◆ **Exercise objective**: Copy the items again, starting with the line that contains "the green body" and going on through the end of the items, swapping "instance" for "object" and leaving everything else unchanged.

◆ **Data provided**:
········
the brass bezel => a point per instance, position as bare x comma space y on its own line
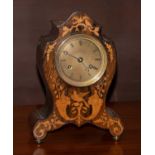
102, 68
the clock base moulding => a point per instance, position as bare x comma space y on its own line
69, 104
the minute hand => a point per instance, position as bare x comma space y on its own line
71, 55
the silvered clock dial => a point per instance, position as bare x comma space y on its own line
77, 63
81, 60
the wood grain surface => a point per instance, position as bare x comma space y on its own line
120, 20
88, 139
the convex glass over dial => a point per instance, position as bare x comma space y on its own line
81, 60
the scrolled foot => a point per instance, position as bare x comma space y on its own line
42, 127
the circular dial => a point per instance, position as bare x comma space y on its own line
81, 60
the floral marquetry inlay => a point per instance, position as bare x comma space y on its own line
70, 104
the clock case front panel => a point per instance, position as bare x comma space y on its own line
68, 104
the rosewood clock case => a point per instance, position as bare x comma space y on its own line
69, 104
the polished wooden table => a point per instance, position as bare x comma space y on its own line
87, 140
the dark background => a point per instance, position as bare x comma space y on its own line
120, 20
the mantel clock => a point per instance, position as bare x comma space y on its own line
76, 63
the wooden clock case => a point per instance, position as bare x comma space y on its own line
68, 104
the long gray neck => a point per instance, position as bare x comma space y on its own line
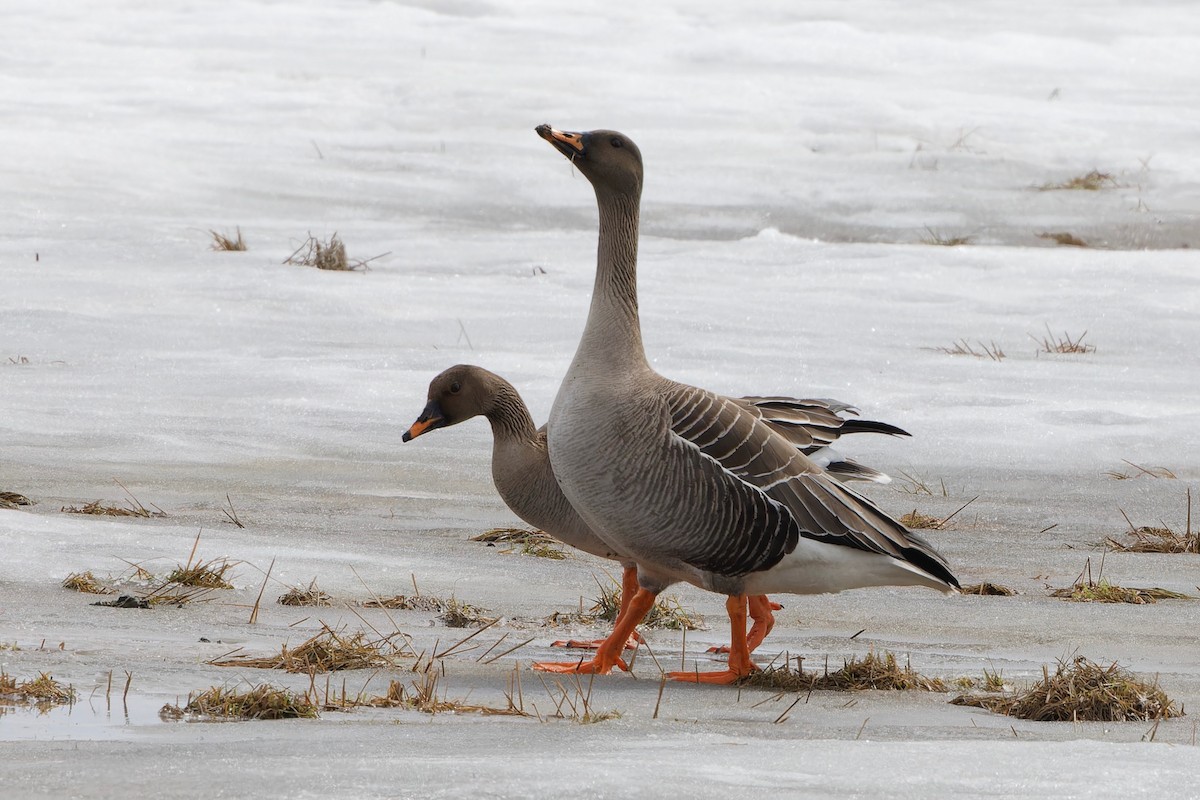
510, 416
613, 334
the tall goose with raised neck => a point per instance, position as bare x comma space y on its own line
687, 481
525, 481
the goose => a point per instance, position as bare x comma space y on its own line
689, 483
525, 481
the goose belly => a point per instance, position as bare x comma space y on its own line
816, 567
595, 444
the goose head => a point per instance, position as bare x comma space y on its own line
607, 158
457, 395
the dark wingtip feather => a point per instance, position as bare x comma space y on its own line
871, 426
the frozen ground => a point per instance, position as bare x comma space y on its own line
796, 158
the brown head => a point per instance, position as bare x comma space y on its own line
607, 158
460, 394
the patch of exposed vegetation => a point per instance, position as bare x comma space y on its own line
935, 238
203, 575
87, 582
125, 601
543, 551
1065, 239
963, 347
856, 674
13, 500
409, 603
312, 595
329, 651
421, 695
513, 536
262, 702
1102, 591
1092, 181
666, 613
1139, 470
327, 256
41, 692
1149, 539
223, 242
1066, 344
459, 614
1081, 691
918, 521
532, 542
99, 509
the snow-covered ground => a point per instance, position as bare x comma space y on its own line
798, 155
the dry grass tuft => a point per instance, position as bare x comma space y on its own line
327, 256
457, 614
532, 542
421, 695
1102, 591
13, 500
513, 536
1086, 590
918, 521
191, 581
87, 582
413, 603
543, 551
1092, 181
1159, 540
1065, 239
222, 242
915, 483
1139, 470
132, 507
988, 589
42, 691
963, 348
1081, 691
935, 238
261, 702
310, 596
99, 509
204, 575
856, 674
666, 613
328, 651
1053, 344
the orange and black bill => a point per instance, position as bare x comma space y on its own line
430, 419
568, 143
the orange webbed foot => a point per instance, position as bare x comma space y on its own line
594, 667
593, 644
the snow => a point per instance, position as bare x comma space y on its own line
797, 156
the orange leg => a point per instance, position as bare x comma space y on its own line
761, 608
609, 653
628, 589
739, 656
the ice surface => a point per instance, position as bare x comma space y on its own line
797, 156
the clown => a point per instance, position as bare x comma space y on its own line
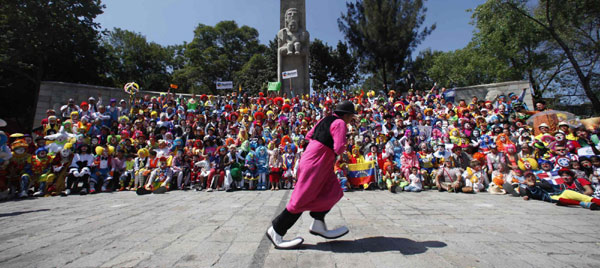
103, 162
35, 174
289, 163
160, 178
251, 174
60, 166
5, 155
318, 188
60, 139
17, 163
474, 177
80, 171
427, 163
262, 161
408, 160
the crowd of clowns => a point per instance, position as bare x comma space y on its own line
419, 141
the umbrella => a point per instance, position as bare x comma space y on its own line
552, 118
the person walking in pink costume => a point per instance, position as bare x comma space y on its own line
318, 188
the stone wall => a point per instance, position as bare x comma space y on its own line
491, 91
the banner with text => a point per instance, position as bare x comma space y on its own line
225, 85
289, 74
274, 86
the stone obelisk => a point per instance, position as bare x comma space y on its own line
293, 42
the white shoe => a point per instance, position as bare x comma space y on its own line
279, 243
23, 194
319, 228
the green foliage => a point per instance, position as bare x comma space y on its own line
45, 40
321, 64
417, 72
332, 68
255, 74
572, 27
384, 34
132, 58
469, 66
524, 45
218, 52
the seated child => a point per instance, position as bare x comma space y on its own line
416, 181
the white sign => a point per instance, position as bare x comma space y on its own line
289, 74
586, 151
225, 85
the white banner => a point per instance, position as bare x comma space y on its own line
289, 74
225, 85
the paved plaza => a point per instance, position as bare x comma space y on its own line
219, 229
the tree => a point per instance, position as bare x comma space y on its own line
46, 40
255, 74
320, 65
417, 72
525, 46
573, 26
332, 68
132, 58
217, 53
345, 67
469, 66
384, 33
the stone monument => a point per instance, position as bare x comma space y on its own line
293, 42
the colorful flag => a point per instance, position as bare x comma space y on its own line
449, 94
360, 174
274, 86
552, 177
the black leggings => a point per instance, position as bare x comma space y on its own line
73, 182
286, 220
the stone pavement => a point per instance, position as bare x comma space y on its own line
219, 229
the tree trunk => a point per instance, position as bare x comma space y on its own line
537, 95
384, 74
585, 80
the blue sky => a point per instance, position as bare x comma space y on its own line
170, 22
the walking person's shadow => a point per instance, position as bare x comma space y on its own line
376, 244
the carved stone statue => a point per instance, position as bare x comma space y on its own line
292, 40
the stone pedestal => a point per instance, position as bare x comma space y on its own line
293, 42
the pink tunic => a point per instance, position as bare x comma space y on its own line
318, 189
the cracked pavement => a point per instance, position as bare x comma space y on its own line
219, 229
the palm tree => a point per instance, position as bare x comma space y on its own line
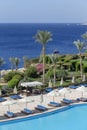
1, 63
80, 46
54, 61
26, 61
14, 62
43, 37
84, 36
11, 59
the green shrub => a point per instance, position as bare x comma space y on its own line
78, 66
31, 72
13, 82
11, 74
84, 68
73, 65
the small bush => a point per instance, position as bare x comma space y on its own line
31, 72
13, 82
11, 74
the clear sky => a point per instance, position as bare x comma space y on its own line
43, 11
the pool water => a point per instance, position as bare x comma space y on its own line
73, 117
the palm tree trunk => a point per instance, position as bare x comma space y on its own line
43, 64
81, 65
54, 75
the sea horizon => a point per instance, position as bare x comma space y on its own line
16, 39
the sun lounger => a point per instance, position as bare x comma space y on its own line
48, 90
73, 87
54, 104
27, 111
83, 99
9, 114
2, 99
16, 96
67, 101
41, 108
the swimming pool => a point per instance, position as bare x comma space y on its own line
72, 117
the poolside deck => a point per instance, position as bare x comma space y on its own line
16, 108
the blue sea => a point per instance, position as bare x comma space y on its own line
17, 40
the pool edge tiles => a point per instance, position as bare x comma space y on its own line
47, 113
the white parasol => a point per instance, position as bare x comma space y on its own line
61, 82
50, 84
64, 91
15, 90
25, 100
53, 93
73, 79
8, 103
82, 89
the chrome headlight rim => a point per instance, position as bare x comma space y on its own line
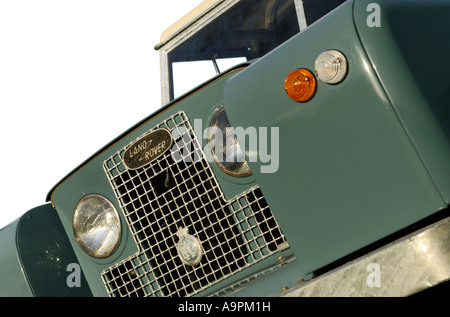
79, 240
239, 175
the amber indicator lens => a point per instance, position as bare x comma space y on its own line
300, 85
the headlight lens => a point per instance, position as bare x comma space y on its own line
96, 225
226, 152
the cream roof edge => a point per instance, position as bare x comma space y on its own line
193, 15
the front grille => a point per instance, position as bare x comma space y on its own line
168, 194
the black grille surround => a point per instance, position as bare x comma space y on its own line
168, 194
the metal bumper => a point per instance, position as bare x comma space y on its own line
404, 267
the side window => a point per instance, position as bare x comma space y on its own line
246, 31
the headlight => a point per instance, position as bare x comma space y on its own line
226, 152
96, 225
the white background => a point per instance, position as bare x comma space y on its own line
73, 76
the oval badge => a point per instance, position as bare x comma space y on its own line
147, 149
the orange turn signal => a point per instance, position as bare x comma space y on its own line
300, 85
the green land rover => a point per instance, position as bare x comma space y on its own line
302, 149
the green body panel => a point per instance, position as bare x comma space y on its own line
348, 173
13, 282
411, 53
46, 254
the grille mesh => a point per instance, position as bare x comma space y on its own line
········
◆ **Final answer**:
the green body panel => a point per object, position as bare x comma space y on its own line
348, 173
13, 282
411, 53
46, 254
the grille mesh => a point per object, position as bare x comma space y on its own line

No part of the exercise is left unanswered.